- _Bereitgestellter Text_:
****************************************

Ferienfreizeiten: Erfahrener Blick und pädagogische Verantwortung

Gharieb beginnt aus der Innenperspektive – seine eigene Entwicklung, die Leidenschaft für diese Jugendarbeit und die empathische Beobachtung der Kinder markieren den Ton. Die Widmung an Freunde, Wegbegleiter und Familienmitglieder ist mehr als ein literarischer Kunstgriff: Sie spiegelt die Gemeinschaftserfahrung, wie sie in Ferienlagern entstehen kann und soll.

Dank, Lob und Segenswünsche rahmen das Ziel: Nicht nur die Organisation, sondern die Herzensbildung der Teilnehmenden steht im Zentrum. Der Autor verheimlicht nie, wie sehr das Gelingen von Zeltlagern vom Engagement vieler Einzelner abhängt, von Großzügigkeit, Geduld und der Bereitschaft, Zeit und Kraft für junge Menschen zu spenden

Konkrete Anleitung für Lagerleitung und Teamer

Die Struktur des Buches ist didaktisch durchdacht. Vom Überblick über Lagerformen, Zielsetzung und Teilnehmerbedürfnisse bis zur feingliedrigen Rolle der Verantwortlichen und Helfer – Gharieb verzahnt Theorie mit Praxis und bleibt stets pragmatisch. Seine Hinweise zur Teamarbeit, Hierarchie, Kommunikationsregeln und der bewussten Vermittlung islamischer Werte sind klar und nachvollziehbar formuliert. 

Insbesondere betont er, dass Autorität stets mit Wertschätzung und Dialog kombiniert werden muss – und dass religiöse Praxis im Alltag und nicht nur im Stundenplan lebt.

Pädagogik zwischen Alltag und Ritual

Wie das Manuskript darlegt, ist pädagogische Professionalität kein Selbstzweck, sondern soll den Kindern und Jugendlichen nicht nur Wissen, sondern islamische Charaktereigenschaften und Lebenskompetenz vermitteln. Der Umgang mit problematischem Verhalten, die Bedeutung von Strukturen und die Ermutigung zur Selbstverantwortung werden aus der Praxis heraus erklärt. 

Die Kapitel zur rituellen Praxis, Gebet, Mahlzeiten und Sauberkeit bilden einen gelebten Wertekosmos, in dem sich Alltag und Spiritualität durchdringen. Besonders wertvoll: Gharieb plädiert dafür, Kinder in ihrer Individualität zu sehen und ihnen Erfolgserlebnisse im religiösen Lernen zu ermöglichen – ohne Überforderung oder Leistungsdruck.

****************************************

- _Vorliegende Items_:
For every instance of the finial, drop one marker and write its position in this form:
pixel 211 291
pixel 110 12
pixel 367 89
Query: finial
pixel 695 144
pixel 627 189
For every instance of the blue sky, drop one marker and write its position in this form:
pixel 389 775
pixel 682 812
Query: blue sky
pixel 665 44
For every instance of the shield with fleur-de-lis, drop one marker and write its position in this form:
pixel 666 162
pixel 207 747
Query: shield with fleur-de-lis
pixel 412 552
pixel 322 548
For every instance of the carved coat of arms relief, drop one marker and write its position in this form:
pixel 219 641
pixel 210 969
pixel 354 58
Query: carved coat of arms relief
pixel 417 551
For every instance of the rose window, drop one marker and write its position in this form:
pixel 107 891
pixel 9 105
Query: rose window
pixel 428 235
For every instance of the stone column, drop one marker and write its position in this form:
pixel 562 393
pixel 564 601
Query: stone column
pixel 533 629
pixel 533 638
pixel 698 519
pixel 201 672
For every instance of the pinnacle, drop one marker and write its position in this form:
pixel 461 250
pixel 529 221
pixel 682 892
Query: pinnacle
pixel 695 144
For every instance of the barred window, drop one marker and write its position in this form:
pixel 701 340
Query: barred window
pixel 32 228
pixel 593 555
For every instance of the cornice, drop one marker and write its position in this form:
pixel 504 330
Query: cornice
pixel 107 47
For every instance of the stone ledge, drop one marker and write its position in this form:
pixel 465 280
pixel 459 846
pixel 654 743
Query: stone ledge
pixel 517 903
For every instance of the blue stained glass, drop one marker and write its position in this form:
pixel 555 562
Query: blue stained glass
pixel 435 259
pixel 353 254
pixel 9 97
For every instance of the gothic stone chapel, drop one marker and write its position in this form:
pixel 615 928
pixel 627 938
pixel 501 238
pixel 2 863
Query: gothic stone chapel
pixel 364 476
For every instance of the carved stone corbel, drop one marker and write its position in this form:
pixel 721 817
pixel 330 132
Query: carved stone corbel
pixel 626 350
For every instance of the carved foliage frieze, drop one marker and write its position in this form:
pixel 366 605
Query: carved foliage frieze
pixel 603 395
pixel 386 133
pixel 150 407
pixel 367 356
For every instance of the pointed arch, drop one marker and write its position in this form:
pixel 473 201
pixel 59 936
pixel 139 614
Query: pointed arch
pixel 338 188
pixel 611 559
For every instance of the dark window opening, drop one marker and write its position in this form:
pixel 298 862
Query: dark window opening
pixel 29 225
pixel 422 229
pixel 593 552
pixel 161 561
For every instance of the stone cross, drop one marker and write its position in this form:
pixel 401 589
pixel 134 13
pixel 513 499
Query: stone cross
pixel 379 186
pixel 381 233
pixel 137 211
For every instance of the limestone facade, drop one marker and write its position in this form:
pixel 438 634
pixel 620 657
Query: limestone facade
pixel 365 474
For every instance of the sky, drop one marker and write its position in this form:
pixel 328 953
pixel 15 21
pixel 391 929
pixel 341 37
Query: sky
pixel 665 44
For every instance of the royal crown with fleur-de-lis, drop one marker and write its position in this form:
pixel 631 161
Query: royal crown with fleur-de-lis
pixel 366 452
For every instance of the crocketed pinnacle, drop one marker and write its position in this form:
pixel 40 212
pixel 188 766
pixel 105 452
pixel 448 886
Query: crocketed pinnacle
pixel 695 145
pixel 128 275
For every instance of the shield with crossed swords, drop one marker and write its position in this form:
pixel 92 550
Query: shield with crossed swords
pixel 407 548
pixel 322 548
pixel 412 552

****************************************

- _Ihre Aufgabe_:
Beantworten Sie anhand des Textes über Ferienfreizeiten kurz die folgenden Fragen:
(a) Wem gilt die Widmung, die Gharieb voranstellt?
(b) Womit muss Autorität laut Gharieb stets kombiniert werden?
(c) Welche Kapitel bilden einen gelebten Wertekosmos?

- _Lösung zur Aufgabe_:
(a) Freunden, Wegbegleitern und Familienmitgliedern.
(b) Mit Wertschätzung und Dialog.
(c) Die Kapitel zur rituellen Praxis, zu Gebet, Mahlzeiten und Sauberkeit.